DIRECTIONS FOR THIS TASK - The answer must consist of every line in the records below that contains the string "stool".

Dataset items:
****
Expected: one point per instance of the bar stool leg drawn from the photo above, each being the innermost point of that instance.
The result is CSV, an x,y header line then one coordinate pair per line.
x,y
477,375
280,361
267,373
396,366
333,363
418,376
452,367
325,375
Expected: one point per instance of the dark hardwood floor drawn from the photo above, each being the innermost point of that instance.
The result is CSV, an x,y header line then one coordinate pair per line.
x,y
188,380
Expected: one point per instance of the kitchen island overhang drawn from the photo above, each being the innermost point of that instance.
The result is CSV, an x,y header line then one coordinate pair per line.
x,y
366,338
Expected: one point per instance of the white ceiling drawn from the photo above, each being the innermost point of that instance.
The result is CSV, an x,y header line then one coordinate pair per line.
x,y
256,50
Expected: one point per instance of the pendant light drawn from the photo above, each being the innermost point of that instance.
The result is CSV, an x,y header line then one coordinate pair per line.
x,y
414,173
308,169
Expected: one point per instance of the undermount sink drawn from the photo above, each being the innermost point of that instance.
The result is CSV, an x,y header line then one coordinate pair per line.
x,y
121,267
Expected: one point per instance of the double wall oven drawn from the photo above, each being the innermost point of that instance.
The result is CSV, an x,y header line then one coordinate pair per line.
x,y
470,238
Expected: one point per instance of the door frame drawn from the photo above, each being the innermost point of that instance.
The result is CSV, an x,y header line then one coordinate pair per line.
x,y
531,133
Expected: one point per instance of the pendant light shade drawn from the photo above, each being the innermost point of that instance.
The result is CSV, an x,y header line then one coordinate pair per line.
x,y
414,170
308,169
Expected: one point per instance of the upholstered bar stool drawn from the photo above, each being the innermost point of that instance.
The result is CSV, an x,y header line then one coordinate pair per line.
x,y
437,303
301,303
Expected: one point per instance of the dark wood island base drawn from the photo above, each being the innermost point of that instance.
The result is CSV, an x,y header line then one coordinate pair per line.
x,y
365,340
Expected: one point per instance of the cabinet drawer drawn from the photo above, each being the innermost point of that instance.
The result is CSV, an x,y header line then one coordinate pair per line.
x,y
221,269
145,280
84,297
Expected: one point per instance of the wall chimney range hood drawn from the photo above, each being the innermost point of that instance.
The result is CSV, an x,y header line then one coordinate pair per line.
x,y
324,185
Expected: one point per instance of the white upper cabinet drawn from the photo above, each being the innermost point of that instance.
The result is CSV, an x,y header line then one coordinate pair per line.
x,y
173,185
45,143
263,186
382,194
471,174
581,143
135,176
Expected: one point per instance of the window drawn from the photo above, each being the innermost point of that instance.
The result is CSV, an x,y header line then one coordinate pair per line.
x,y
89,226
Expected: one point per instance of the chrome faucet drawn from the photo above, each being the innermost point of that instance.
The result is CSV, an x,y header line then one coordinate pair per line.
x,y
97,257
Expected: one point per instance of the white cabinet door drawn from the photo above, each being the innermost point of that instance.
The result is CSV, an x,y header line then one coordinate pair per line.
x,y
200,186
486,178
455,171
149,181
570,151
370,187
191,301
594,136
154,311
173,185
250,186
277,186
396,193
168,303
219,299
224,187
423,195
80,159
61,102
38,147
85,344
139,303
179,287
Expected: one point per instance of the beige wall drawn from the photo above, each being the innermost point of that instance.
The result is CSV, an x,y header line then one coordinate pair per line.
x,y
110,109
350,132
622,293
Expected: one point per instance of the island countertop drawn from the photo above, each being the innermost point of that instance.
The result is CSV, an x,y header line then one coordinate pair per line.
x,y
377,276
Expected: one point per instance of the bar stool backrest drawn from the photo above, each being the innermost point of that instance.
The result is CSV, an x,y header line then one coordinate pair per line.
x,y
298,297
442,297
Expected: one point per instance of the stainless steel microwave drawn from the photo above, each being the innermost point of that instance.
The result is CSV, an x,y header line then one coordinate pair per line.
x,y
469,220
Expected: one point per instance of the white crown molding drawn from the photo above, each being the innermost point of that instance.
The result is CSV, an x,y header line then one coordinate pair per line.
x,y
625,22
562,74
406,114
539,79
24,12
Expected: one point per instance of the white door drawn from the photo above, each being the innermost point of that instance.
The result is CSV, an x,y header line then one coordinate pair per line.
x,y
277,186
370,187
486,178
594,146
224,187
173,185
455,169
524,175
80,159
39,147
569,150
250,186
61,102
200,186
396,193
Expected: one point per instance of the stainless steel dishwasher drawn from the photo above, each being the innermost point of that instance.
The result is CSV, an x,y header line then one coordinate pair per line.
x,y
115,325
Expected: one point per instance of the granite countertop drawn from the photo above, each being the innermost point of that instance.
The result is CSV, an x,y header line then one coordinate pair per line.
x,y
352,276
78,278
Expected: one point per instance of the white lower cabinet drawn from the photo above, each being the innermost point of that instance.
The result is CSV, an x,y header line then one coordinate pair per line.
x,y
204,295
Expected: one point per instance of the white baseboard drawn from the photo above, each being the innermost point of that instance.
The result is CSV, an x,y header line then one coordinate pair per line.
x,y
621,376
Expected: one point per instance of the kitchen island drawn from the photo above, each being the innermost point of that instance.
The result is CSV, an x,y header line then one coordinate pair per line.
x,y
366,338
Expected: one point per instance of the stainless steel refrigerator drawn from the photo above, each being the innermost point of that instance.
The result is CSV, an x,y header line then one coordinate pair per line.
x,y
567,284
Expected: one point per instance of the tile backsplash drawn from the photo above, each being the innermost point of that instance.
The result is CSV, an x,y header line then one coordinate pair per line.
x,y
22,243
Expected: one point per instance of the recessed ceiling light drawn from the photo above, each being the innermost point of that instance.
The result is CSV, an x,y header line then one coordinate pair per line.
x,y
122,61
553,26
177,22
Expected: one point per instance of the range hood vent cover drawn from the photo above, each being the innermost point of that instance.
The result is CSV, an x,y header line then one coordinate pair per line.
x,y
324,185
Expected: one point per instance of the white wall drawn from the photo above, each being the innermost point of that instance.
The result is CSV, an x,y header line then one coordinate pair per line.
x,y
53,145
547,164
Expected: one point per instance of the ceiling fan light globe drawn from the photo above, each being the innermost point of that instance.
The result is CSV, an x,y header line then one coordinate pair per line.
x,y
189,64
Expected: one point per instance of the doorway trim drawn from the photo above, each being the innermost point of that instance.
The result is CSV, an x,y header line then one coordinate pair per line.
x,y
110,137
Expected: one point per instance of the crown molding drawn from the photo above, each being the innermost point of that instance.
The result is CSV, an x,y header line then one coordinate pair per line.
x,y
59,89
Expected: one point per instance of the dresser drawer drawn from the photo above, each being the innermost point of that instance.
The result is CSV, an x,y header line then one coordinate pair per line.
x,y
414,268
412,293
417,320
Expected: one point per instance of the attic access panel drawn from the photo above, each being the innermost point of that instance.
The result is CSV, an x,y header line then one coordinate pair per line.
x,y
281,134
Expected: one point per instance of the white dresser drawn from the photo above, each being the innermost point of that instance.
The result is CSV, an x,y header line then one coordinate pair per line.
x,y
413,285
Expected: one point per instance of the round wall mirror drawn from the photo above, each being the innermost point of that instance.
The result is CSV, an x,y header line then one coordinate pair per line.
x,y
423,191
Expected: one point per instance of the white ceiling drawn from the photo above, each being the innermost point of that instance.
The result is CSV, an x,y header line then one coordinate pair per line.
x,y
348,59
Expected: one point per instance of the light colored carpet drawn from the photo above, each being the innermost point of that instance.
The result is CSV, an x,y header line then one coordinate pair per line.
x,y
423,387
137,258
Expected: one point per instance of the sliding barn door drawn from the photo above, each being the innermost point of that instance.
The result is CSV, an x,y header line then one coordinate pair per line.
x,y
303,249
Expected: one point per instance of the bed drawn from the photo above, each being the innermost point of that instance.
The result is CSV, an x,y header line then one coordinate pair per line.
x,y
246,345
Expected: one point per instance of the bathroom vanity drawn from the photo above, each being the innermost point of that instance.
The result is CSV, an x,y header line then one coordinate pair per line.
****
ANSWER FOR THE TASK -
Expected: one point per instance of the bar stool leg drawn from the photo above, each being the innermost point of that instance.
Expected: one point per instance of the upholstered bar stool drawn from the photo above, each being the innermost point of that instance.
Expected: one point per instance of the bar stool backrest drawn from the photo above, each being the innermost point of that instance.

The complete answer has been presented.